| Set exercise |
Reproduce, without alteration, the lines of the material beginning with the line that contains "Could you please mark the dog's ear" and ending after the line that contains "Could you please mark the woman's arm", both of these lines included.

| Data shown |
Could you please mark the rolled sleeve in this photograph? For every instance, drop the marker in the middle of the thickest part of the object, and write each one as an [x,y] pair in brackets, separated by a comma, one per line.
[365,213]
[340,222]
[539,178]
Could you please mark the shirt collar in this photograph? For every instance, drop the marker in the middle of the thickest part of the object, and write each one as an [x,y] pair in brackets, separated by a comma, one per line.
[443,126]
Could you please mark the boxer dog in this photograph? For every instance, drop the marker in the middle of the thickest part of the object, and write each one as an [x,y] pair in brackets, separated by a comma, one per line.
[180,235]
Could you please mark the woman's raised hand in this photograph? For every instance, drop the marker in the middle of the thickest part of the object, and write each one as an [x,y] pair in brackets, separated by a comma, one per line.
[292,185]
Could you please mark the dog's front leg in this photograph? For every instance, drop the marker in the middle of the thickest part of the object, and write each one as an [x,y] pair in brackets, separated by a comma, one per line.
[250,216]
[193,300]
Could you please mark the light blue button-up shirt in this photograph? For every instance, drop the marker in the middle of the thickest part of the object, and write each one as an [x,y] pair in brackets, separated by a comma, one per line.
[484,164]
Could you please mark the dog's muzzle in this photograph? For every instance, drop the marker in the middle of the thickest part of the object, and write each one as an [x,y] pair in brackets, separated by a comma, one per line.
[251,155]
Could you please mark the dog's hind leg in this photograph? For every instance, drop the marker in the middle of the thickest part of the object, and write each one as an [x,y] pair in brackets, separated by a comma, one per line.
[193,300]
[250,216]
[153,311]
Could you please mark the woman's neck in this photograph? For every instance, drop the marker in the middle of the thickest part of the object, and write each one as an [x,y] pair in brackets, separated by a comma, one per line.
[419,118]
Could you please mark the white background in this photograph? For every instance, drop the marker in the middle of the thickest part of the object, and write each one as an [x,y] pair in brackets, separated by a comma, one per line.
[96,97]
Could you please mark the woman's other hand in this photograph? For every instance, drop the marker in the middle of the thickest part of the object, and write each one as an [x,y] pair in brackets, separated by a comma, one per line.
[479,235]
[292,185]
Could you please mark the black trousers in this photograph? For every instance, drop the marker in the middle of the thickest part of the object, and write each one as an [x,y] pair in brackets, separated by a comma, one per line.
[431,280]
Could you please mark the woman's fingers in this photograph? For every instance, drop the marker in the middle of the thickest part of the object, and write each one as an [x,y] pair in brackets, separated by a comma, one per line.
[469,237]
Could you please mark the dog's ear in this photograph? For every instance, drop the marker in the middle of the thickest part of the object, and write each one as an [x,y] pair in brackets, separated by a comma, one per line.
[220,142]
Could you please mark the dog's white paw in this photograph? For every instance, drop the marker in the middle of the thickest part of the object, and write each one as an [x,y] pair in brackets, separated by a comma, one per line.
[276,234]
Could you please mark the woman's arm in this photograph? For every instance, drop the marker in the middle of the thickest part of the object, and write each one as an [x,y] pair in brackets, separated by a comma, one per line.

--

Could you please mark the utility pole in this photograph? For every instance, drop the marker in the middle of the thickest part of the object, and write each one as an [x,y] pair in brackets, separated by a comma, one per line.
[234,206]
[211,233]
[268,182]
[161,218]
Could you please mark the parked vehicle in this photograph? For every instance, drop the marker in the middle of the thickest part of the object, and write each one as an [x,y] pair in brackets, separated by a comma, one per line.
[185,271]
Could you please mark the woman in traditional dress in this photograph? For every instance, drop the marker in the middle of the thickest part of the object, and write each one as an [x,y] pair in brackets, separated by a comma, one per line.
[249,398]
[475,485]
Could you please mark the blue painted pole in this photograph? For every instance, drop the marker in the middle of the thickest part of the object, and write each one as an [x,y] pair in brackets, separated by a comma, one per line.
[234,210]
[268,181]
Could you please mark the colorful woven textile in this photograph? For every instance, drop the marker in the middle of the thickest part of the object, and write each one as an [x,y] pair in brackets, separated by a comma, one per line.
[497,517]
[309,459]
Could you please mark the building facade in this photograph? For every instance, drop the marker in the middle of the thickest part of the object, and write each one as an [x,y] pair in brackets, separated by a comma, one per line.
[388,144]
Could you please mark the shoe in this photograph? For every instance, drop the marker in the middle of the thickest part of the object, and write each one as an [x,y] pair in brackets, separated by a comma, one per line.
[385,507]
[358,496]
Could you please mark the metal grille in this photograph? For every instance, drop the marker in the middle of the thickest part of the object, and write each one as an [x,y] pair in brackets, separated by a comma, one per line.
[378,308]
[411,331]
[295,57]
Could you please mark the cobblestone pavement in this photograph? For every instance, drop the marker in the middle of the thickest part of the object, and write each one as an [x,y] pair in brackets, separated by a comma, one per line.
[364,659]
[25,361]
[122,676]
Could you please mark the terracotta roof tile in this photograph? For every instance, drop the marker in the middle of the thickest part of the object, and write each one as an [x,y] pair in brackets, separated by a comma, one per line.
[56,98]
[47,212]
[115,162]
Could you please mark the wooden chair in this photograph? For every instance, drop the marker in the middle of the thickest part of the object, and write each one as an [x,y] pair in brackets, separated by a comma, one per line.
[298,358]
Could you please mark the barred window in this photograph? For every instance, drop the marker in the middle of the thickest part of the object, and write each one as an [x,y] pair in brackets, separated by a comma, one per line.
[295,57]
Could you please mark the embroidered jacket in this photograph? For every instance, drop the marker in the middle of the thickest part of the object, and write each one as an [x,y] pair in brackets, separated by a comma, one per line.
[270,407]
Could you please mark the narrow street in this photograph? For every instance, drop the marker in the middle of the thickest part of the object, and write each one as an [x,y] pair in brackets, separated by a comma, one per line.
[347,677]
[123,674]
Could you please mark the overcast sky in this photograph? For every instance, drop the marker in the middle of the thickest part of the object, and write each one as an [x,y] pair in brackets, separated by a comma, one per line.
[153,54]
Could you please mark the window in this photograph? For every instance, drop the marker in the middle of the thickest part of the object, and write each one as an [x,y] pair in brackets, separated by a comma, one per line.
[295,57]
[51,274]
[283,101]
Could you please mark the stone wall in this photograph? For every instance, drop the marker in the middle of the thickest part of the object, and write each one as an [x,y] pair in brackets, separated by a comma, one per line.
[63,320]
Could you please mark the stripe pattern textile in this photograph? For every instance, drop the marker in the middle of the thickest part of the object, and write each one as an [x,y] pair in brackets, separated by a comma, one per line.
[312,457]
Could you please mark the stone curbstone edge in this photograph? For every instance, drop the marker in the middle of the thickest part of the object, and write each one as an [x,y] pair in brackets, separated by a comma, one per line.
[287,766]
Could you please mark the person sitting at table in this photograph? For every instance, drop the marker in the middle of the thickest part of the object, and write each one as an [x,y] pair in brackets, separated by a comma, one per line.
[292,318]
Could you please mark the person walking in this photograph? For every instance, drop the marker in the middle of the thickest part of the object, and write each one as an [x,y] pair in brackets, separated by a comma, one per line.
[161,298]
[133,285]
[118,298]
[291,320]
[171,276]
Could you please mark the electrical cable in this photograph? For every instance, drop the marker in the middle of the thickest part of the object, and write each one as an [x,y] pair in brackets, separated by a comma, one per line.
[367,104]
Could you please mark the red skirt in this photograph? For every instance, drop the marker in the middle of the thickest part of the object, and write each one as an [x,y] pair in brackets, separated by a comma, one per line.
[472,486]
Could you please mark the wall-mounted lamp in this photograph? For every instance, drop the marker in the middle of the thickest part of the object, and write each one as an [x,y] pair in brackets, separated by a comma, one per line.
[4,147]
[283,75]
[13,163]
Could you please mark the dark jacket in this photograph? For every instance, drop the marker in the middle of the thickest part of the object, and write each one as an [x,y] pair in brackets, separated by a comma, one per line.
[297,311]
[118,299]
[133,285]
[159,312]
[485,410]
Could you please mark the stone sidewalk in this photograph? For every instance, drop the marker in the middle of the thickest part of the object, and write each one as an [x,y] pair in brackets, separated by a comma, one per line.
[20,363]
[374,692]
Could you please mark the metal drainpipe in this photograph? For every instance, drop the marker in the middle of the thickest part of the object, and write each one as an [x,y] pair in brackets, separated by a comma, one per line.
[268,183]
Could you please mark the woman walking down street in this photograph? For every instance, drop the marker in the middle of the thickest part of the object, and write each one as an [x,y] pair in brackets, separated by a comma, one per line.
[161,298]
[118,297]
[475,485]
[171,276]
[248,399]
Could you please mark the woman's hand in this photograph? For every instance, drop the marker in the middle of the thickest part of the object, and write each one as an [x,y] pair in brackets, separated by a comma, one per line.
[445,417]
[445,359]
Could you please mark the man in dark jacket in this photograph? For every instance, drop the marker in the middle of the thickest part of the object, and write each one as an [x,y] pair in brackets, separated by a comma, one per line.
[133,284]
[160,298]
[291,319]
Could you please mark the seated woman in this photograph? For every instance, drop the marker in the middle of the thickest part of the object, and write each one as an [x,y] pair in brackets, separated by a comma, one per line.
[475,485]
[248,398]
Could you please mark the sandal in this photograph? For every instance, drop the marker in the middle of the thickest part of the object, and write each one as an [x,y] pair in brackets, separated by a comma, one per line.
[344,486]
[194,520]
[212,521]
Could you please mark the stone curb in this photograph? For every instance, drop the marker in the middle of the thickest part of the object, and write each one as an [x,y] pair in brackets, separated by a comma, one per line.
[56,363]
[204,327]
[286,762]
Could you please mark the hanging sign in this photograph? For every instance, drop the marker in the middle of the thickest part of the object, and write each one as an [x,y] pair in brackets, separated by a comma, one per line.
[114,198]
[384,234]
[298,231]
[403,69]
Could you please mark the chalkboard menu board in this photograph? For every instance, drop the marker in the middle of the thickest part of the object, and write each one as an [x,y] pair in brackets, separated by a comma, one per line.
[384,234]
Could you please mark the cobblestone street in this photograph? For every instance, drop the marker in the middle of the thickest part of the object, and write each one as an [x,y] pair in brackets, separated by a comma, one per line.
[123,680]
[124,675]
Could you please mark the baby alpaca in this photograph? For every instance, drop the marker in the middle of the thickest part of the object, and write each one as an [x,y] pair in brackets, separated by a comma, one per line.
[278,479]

---

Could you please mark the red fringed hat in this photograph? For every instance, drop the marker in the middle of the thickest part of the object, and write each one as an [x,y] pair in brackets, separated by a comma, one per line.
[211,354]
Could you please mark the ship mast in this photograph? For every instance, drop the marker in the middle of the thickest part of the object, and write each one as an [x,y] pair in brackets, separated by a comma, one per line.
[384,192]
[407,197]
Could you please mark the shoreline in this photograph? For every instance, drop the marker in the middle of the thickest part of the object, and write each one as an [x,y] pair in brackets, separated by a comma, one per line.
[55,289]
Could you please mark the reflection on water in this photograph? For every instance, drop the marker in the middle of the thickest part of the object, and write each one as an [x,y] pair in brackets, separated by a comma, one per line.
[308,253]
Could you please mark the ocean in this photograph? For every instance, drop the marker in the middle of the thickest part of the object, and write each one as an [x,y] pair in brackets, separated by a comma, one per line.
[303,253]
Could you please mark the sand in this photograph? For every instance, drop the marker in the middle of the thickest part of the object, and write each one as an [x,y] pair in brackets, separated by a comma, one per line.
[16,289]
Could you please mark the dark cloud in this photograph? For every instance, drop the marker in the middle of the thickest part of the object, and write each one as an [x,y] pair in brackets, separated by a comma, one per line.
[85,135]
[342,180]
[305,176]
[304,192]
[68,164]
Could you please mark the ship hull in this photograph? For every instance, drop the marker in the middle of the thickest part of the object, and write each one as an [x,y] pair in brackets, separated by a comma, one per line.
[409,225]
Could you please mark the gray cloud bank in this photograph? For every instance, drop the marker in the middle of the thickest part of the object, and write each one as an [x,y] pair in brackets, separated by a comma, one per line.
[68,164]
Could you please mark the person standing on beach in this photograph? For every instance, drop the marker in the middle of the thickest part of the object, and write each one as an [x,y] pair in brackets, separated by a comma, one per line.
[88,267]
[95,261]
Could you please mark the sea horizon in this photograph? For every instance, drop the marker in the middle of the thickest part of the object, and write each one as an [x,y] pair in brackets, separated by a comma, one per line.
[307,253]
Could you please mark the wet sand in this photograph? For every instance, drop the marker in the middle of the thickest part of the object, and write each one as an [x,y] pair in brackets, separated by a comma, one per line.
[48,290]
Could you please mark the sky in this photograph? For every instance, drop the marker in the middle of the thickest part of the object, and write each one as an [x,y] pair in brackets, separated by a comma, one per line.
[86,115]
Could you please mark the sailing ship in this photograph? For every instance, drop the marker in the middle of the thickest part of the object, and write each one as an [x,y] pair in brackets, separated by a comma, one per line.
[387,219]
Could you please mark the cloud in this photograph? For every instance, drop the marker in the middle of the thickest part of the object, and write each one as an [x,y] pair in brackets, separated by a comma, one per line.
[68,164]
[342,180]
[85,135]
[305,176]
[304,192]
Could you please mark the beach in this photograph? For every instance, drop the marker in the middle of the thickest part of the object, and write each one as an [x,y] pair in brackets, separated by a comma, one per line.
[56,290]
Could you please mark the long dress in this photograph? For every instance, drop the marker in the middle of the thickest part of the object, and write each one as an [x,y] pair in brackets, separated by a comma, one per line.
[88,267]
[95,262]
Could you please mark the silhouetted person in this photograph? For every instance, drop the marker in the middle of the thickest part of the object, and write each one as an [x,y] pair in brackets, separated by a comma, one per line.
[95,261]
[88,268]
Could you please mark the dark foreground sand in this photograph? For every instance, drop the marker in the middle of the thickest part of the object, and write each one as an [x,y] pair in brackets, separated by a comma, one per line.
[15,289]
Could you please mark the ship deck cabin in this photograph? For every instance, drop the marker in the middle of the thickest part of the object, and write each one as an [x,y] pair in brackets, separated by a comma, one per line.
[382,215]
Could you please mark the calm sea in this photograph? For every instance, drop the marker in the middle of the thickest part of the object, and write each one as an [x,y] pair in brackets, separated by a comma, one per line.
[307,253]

| Written response |
Could you please mark the dog's ear in this photograph? For every instance, drop the marker in the middle of the thickest part of the object, and write each one as an [x,y] pair in brackets, separated by a comma, one per line.
[220,142]
Could you please mark the dog's white paw in this photograph? For every instance, drop the marker in the middle of the thickest part of the object, and write each one as an [x,y] pair in brackets, separated by a comma, one per line.
[276,234]
Could you please mark the woman's arm in this photograph? For every instance, drop the marker in the middle of the thickest part of the object, and write each one as an [x,y] pair in brackets, separated by a comma, one per line.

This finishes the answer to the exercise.